(STATED EXERCISE A): Report every line of the rows that contains the word "lapel".

>> Start ARTICLE

Module 5. Our Story: Asian Americans
MID 1800s TO EARLY 20th CENTURY
Europeans have had a long-held fascination with the far East due to medieval travelers and traders like Marco Polo. For much of the early modern period, Spanish and Portuguese sailors attempted to find new trade routes to access the highly coveted exotic goods of the east. By the mid-16th century, Spanish explorers had much contact with Asians, and even employed some from their colonizing efforts in places like the Philippines. The earliest Asian arrivals to the North America were Filipino crew amongst the Spanish ships that landed in Northern California in the year 1587 (Lee, 2015). Due to Spanish colonization of the Americas, a mixture of Japanese, Chinese, and Filipino peoples migrated to South America during this era. Although Asians arrived with the Spanish, generally they were treated with much derision: paid less than Spanish sailors aboard these ships, given substandard living conditions and provisions.

>> End ARTICLE

(STATED EXERCISE B): According to the module on Asian Americans, in what year did Filipino crew members aboard Spanish ships land in Northern California?

>> Start PROVIDED RECORDS

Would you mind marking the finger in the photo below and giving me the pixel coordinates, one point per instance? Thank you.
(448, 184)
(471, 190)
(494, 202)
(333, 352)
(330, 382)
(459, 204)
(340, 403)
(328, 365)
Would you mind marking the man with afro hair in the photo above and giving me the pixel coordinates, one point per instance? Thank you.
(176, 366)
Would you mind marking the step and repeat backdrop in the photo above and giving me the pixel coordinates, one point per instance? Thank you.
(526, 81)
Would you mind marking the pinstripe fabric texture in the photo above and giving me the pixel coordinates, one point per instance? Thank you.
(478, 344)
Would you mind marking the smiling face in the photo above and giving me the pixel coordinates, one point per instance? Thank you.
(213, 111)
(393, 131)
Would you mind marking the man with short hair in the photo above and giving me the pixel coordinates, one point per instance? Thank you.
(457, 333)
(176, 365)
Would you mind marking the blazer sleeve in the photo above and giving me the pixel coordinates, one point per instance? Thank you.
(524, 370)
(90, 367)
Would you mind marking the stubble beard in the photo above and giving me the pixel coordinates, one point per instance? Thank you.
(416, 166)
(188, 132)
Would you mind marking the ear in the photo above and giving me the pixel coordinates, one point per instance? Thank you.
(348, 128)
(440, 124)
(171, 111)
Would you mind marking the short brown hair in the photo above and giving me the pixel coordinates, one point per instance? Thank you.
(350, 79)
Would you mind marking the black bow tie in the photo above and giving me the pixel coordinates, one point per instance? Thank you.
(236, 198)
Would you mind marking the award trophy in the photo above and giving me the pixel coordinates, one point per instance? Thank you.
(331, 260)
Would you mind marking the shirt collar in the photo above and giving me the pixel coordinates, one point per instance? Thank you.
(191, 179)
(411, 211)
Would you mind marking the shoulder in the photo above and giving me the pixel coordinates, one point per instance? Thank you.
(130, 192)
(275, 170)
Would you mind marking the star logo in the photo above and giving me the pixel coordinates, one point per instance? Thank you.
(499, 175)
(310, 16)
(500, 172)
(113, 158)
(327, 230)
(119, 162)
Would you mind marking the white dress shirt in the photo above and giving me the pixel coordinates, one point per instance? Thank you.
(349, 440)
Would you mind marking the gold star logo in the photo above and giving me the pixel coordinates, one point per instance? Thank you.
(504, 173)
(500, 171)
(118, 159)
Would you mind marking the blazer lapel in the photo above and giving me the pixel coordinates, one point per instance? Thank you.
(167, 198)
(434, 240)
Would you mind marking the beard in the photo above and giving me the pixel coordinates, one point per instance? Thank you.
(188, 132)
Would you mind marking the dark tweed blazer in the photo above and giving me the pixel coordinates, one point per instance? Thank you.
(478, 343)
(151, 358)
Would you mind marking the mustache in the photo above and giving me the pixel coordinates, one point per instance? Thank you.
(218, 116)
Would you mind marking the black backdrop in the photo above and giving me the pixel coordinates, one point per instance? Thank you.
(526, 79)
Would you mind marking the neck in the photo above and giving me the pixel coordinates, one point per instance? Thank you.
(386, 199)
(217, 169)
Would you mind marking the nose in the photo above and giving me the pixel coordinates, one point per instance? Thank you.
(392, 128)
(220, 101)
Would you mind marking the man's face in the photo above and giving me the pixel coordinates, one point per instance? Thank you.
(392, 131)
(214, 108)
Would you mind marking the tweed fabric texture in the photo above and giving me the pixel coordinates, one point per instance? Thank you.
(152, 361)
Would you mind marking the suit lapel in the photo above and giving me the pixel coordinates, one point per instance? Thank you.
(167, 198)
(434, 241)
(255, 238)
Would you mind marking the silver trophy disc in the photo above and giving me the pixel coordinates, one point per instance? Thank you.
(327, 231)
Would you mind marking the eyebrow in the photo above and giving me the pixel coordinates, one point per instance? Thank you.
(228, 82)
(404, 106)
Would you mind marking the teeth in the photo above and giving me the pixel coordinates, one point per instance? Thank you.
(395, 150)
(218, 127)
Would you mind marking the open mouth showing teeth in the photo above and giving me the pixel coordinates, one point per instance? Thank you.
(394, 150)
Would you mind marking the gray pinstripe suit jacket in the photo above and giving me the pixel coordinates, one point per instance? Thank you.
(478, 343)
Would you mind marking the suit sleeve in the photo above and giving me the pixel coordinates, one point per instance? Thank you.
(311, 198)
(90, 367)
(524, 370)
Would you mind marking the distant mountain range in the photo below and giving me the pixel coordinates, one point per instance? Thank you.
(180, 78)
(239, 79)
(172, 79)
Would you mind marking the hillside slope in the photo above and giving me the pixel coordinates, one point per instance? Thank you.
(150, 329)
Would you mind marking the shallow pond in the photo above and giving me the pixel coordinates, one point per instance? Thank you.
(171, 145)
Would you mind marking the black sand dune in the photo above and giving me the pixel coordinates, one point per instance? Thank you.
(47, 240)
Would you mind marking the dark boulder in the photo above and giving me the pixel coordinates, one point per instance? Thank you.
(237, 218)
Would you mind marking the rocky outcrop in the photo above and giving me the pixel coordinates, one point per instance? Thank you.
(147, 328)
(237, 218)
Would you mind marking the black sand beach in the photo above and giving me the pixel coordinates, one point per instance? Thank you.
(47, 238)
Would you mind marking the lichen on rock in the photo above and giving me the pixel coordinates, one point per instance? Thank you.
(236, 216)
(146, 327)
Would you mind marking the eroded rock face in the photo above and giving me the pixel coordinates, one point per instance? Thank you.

>> End PROVIDED RECORDS

(COMPLETE OUTPUT A):
Would you mind marking the blazer lapel in the photo above and giving me the pixel coordinates, one point per instance? Thank you.
Would you mind marking the suit lapel in the photo above and giving me the pixel coordinates, one point per instance? Thank you.

(COMPLETE OUTPUT B): 1587